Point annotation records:
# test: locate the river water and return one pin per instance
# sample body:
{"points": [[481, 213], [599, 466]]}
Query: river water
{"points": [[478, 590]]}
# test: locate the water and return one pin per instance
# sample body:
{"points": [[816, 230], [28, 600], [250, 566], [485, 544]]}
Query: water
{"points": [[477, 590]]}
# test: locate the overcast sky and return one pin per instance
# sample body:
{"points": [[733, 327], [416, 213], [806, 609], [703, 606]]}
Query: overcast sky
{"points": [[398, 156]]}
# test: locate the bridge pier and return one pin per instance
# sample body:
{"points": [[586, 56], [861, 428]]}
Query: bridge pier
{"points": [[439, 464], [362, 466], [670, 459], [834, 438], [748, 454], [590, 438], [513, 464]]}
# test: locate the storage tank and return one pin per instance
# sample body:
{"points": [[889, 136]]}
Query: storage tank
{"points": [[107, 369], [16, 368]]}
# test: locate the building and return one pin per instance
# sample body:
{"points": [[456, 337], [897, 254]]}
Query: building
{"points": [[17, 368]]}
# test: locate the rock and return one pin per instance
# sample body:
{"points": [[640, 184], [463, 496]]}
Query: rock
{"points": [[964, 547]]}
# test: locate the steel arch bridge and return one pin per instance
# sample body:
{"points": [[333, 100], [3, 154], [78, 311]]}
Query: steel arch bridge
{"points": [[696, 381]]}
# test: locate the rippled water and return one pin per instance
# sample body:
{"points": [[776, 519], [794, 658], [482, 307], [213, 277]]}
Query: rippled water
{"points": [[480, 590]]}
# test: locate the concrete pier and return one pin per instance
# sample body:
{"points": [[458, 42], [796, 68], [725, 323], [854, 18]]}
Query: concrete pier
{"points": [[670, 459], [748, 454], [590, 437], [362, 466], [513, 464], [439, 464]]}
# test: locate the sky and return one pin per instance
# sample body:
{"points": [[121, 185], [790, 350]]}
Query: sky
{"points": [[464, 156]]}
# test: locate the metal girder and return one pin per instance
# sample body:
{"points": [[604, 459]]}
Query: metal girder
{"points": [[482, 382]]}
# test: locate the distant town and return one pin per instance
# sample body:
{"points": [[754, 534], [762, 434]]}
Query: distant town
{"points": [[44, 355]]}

The problem:
Copy out word for word the lines from the one containing "# test: locate the distant" through the end of the records.

The completed task:
# test: locate the distant town and return one pin per instance
# sample body:
{"points": [[754, 534], [762, 434]]}
Query: distant town
{"points": [[44, 355]]}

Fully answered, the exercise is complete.